** Opening Records for the exercise block **

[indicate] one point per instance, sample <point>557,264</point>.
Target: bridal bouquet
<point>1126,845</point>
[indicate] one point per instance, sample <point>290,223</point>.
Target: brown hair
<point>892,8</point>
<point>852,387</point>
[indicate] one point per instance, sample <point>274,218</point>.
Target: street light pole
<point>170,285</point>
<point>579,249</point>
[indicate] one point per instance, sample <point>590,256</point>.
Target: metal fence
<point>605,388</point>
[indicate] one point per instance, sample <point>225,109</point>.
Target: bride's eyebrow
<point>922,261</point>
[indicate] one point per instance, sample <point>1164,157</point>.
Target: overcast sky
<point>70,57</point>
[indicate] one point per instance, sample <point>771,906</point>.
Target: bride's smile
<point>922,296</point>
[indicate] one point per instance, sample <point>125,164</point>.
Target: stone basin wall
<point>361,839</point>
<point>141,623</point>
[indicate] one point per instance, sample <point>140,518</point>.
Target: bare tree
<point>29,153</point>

** Closing Records for the exercise block **
** Opening Records for the exercise block **

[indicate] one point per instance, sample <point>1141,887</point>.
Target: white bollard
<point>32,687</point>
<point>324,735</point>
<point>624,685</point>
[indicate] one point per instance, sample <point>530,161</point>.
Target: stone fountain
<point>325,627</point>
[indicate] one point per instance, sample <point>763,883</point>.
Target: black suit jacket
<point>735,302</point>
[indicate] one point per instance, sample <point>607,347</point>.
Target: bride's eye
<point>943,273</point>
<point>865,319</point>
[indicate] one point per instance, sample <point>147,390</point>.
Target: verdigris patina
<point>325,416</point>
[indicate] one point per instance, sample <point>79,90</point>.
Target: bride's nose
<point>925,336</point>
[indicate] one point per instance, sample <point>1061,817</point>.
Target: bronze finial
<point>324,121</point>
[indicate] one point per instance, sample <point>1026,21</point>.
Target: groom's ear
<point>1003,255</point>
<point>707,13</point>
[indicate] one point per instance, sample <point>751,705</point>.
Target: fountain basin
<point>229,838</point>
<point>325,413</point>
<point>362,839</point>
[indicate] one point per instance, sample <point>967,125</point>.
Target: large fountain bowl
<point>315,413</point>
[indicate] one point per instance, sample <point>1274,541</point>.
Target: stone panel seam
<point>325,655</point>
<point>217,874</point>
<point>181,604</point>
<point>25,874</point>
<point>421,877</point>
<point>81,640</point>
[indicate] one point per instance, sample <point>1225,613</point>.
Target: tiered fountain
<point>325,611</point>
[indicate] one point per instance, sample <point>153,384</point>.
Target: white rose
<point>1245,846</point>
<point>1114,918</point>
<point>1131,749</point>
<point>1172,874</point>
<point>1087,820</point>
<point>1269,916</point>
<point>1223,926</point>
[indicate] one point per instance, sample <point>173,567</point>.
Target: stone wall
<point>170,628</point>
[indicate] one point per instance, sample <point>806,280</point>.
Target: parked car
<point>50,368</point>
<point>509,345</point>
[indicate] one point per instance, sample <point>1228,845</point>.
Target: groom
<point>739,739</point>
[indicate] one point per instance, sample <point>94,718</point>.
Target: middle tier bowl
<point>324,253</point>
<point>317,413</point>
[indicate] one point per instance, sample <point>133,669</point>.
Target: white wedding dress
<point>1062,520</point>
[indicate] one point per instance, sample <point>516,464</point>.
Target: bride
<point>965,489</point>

** Closing Records for the exercise block **
** Opening Records for the exercise block **

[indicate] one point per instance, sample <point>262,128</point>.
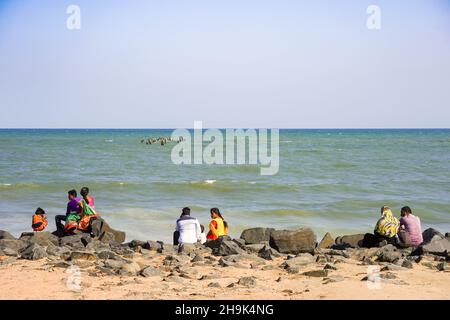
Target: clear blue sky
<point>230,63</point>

** Closing Records for the exercise block **

▸ Aim of the task
What you give back should be only the lines of the records above, starting at the line with "Target: black suit jacket" and ending at the line with "instance, sample <point>1274,541</point>.", restated word for word.

▸ Your response
Target: black suit jacket
<point>735,302</point>
[indicate] one point per instance, sample <point>607,347</point>.
Target: bride's eye
<point>943,273</point>
<point>865,319</point>
[indicate] one point per instance, sample <point>147,390</point>.
Target: verdigris patina
<point>325,416</point>
[indicate] one point per instance, sample <point>79,90</point>.
Target: bride's nose
<point>925,336</point>
[indicate] one point per instance, sample <point>1061,817</point>.
Target: bronze finial
<point>324,121</point>
[indicate] one point per instance, sample <point>1026,21</point>.
Target: groom's ear
<point>1003,255</point>
<point>707,13</point>
[indicate] one point per instance, sample <point>751,705</point>.
Target: fountain basin
<point>229,838</point>
<point>325,413</point>
<point>362,839</point>
[indicate] one point per instance, sample <point>967,125</point>.
Target: large fountain bowl
<point>315,413</point>
[indicate] one point per instance, sample <point>1274,541</point>.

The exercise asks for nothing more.